(Dataset entries)
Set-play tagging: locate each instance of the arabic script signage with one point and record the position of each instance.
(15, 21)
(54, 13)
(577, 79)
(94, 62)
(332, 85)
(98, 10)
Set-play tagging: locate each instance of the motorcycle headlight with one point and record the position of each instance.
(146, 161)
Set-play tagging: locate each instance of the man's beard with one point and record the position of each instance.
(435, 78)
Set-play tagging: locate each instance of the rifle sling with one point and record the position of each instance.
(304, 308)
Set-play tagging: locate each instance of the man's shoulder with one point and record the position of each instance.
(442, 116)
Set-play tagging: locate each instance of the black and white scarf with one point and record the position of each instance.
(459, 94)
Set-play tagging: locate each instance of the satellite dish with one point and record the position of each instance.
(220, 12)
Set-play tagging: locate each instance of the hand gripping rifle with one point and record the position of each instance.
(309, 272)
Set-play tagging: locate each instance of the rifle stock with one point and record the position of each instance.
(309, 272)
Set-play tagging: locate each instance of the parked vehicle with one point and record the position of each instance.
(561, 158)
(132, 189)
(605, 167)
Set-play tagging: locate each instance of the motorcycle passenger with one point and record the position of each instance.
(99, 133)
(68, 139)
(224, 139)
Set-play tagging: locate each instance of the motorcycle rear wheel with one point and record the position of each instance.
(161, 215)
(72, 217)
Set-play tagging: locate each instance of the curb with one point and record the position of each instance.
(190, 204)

--- Exercise aim ---
Give back every entry, word for word.

--- Solution ---
Set-play tagging: locate each instance of the arabic script signage with one point and record the position of each instance.
(15, 21)
(54, 13)
(577, 79)
(94, 62)
(332, 85)
(98, 10)
Set-play tagging: locate each instance of the motorcycle headlight with one point and record the position of each instance.
(146, 161)
Set-play tagging: locate each instance of the man's beard with one point and record the position of each instance.
(435, 78)
Set-play tagging: locate each instance of the rifle sling with one point and record the position of each instance.
(304, 308)
Set-play tagging: locate each instance of the man's shoulder with one point and record the position of each instance.
(442, 116)
Set-play tagging: locate each instance of the black and white scarf with one point and record the position of each instance.
(459, 94)
Set-play tagging: locate each instance of the satellite dish with one point and record the position of each instance.
(220, 12)
Set-play tagging: locate each instance of the hand gripping rifle with one point and record the position of each instance.
(309, 272)
Set-play tagging: locate each instance of the rifle stock with one point and record the position of each instance.
(309, 272)
Set-play tagging: locate each instance of the parked vehicle with one point and record the position of each instance.
(561, 158)
(132, 189)
(605, 167)
Set-play tagging: locate each instance of the motorcycle passenger with one point and record the position of each instance.
(99, 133)
(68, 139)
(224, 139)
Set-play tagging: locate each instance of the motorcycle rear wheel with one point and record the position of each instance.
(161, 215)
(72, 217)
Set-play tagging: locate each instance of the curb with one point and record the position of each instance.
(190, 204)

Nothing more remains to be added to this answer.